_Stated exercise_: Rename every "Target" in the material below to "Object", keeping everything else the same. Give the result without the pictures.

Coordinate annotation records
• • •
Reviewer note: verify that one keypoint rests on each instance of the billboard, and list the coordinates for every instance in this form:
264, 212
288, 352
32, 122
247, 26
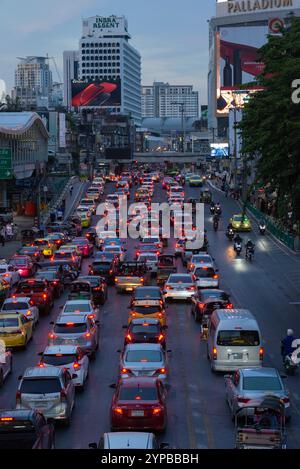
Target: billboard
96, 93
237, 62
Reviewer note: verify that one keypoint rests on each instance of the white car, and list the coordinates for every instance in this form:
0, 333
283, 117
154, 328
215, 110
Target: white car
70, 357
150, 259
9, 273
5, 366
22, 305
84, 307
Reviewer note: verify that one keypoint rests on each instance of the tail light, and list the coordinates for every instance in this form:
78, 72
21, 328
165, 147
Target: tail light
261, 353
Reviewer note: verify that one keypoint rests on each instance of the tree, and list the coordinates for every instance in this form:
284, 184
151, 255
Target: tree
271, 120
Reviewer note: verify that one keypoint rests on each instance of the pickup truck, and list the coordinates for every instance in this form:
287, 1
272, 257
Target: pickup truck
131, 275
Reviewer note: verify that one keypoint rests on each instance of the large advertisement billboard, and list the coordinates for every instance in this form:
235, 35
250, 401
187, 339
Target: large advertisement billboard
238, 63
96, 93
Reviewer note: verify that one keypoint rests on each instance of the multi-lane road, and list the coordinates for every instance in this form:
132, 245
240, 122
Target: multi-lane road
198, 416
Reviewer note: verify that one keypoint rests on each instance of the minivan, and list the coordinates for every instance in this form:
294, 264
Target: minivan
234, 340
• • •
_Finished task_:
Reviewer note: verify that one keypoint rests on each instance of the billboard, and list the coordinates for every instance in this form:
264, 212
288, 352
32, 122
247, 26
Object: billboard
96, 93
237, 62
Reviewer note: verify that one keypoint rests on each instance of the white car, and list the coordinates for every instance in this form:
0, 333
283, 117
154, 328
215, 110
Object: white car
70, 357
150, 259
9, 273
5, 366
22, 305
84, 307
Reviewer note: verify that one keypoint rests on each instance of the tail light, and list the coordinates for every instance in this form:
78, 72
21, 328
165, 147
Object: tail light
261, 353
Reviewer note: verify that one keypoint rests on each instance of the tree, and list the coordinates for every instance in this form:
284, 184
151, 255
Object: tree
271, 120
Reviewer note: verify that one keypoint rests on each instance of the pickup truck, and list the coordinates for every instance in this form:
287, 1
272, 257
Object: pickup truck
131, 275
Reviewer note: verify that one keypoint rests on each instance of the large advertisement billboard, and list the coordinates for every instance in this form:
235, 35
250, 401
187, 339
Object: large advertisement billboard
238, 63
96, 93
Reviewer note: verify that one keypoint rests on each instance of the multi-lane road, and list the coordinates for every instance in this form:
132, 245
240, 122
Object: multi-lane road
198, 416
Reviewer note: verify that one keypoint rests on each instance of the minivan, and list the coordinates for every instance in this form:
294, 264
Object: minivan
234, 340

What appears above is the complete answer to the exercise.